DOCUMENT PASSAGE:
Easter gives us hope of conquering oppression and injustice

When Jesus died on the cross, the veil in the Temple was torn into two. This huge thick curtain separated the general public of worshippers from the most holy place in the Temple building.

Apr 02, 2021

By Anil Netto
When Jesus died on the cross, the veil in the Temple was torn into two. This huge thick curtain separated the general public of worshippers from the most holy place in the Temple building.

The most holy place was supposed to be the mystical dwelling place of God at that time. It was an almost bare 15-feet cubeshaped room, which housed the Ark of the Covenant until it went missing in the Sixth Century BC.

Only the high priest could enter this most holy place and that too, only once a year on the Day of Atonement to sprinkle the blood of a goat. He would sprinkle the blood on the “mercy seat”, but once the Ark was gone, he sprinkled it on the foundation stone on which the Ark had once stood.  

The curtain symbolised the separation of the world from the heavens. Psychologically at least, it barred the people from the mystical presence of God. 

It was such a thick curtain that it must have taken scores of people to weave it. It was so large that it would have required scores of priests to wash the curtain — 300 priest, it has been said, though this could be an exaggeration.

The veil was made of linen of several colours – blue, scarlet, purple. These symbolised the elements of the world – air, fire, sea and earth – matter. It had Babylonian tapestry, embroidered with mystical scenes of heaven. 

In a way, the curtain allowed the Temple hierarchy to control “possession” of God in that most holy place. They could determine who was pure and worthy enough to be worthy to physically approach God. 

This put those at the bottom of the social  hierarchy at a disadvantage, not to mention the Gentiles and foreigners and, even Jewish women and children, who were still considered inferior to men. 

But when Jesus died, this majestic curtain, believed to be up to 60 feet high, was torn in two, from top to bottom.

No longer was there to be a separation between God’s mystical presence and our everyday lives and our own experience of the divine.  

The barrier between life and death was broken, as people who had died broke free from their tombs. 

The Resurrection was a vindication of the kingdom that Jesus had proclaimed. The forces of darkness and death – worldly kingdoms – would not have the last word in matters relating to the kingdom of God which Jesus set in motion.

SOURCE DATA:
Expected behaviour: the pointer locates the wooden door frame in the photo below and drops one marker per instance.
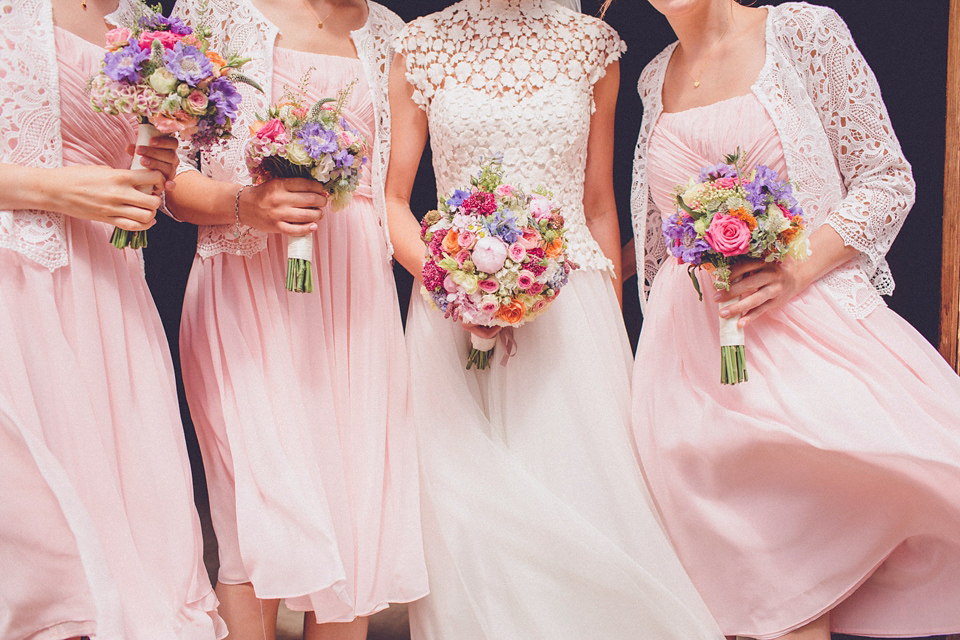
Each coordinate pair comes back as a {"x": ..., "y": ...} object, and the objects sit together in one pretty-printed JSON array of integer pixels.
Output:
[{"x": 950, "y": 273}]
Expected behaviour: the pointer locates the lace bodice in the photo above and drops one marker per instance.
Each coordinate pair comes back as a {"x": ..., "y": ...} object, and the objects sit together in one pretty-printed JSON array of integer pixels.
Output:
[
  {"x": 841, "y": 152},
  {"x": 30, "y": 120},
  {"x": 239, "y": 27},
  {"x": 513, "y": 77}
]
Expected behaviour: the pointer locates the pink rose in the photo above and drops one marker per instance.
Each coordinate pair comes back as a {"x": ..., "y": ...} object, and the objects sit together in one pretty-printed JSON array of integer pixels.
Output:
[
  {"x": 489, "y": 285},
  {"x": 272, "y": 130},
  {"x": 728, "y": 235},
  {"x": 167, "y": 38},
  {"x": 467, "y": 239},
  {"x": 117, "y": 38},
  {"x": 530, "y": 240},
  {"x": 517, "y": 252},
  {"x": 540, "y": 207},
  {"x": 449, "y": 284},
  {"x": 489, "y": 254},
  {"x": 525, "y": 280}
]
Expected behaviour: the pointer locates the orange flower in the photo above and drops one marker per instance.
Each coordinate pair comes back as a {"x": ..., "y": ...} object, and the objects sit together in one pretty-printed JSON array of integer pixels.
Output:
[
  {"x": 746, "y": 216},
  {"x": 554, "y": 248},
  {"x": 513, "y": 312},
  {"x": 450, "y": 244}
]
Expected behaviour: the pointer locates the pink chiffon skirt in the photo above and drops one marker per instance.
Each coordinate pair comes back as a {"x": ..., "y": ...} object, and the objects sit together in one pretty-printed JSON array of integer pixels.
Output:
[{"x": 301, "y": 405}]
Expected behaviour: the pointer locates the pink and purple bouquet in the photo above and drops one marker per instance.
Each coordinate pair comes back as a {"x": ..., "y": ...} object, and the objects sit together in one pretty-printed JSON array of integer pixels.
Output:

TO DO:
a - In the Easter article, how high was the Temple curtain believed to be?
b - Carry on the Easter article from its final paragraph.

ANSWERS TO THE EXERCISE:
a - Up to 60 feet high.

b -
Throughout history, we have seen rulers and leaders oppress, exploit and even kill many people. But the reign of these worldly powers was only fleeting, their kingdoms just temporal.  

At the height of his powers, Julius Caesar declared himself dictator for life in 44 BC. A month later, he was assassinated.

In sharp contrast, Jesus gave us the example of servant leadership. He was put to death  by worldly leaders, but his resurrection vindicated his kingdom, which today is still alive and kicking – long after the Western Roman Empire faded away in the Fifth Century and the Eastern Roman Empire fell in 1453, with the Ottoman conquest of Constantinople. 

In Myanmar, the military is even now, killing its own people, who are suffering brutal oppression. But their reign of terror will not last, just as other murderous regimes in history did not last. The deaths of so many innocent people will not be in vain, just like Oscar Romero’s was not in vain.

The Victorian poet William Ernest Henley, who had to undergo amputation in one leg but had the other leg saved by the legendary 19th Century surgeon Joseph Lister, wrote a poem, later titled Invictus (Latin for Invincible), which goes:

Out of the night that covers me,
Black as the pit from pole to pole,
I thank whatever gods may be
For my unconquerable soul.

In the fell clutch of circumstance
I have not winced nor cried aloud.
Under the bludgeonings of chance
My head is bloody, but unbowed.

Beyond this place of wrath and tears
Looms but the Horror of the shade,
And yet the menace of the years
Finds and shall find me unafraid.

It matters not how strait the gate,
How charged with punishments the scroll,
I am the master of my fate,
I am the captain of my soul.  

Nelson Mandela, while imprisoned in Robben Island, shared this poem with his fellow inmates to inspire them in the lesson of self-mastery.

If we paraphrase the last two lines to
The Lord is the master of my fate,
The Lord is the captain of my soul.

the poem gains added power and depth, especially in the light of the Easter message. Archbishop Oscar Romero may have been slain by elements linked to the murderous regime in El Salvador in the 1970s and 1980s, but his death was not in vain. 

In John 12:24, Jesus says: “In all truth I tell you, unless a wheat grain falls into the earth and dies, it remains only a single grain; but if it dies it yields a rich harvest.”

Romero preached on this in his last sermon shortly before he was gunned down as he raised the host at the altar:

“That is the hope that inspires Christians. We know that every effort to better society, especially when injustice and sin are so ingrained, is an effort that God blesses, that God wants, that God demands of us.”

Yes, the power of the Resurrection makes us invincible to the forces of death and darkness in the long haul. We may be under siege or be in trouble for a while, but the Resurrection gives us hope that the Lord is the master of our destiny, the captain of our soul.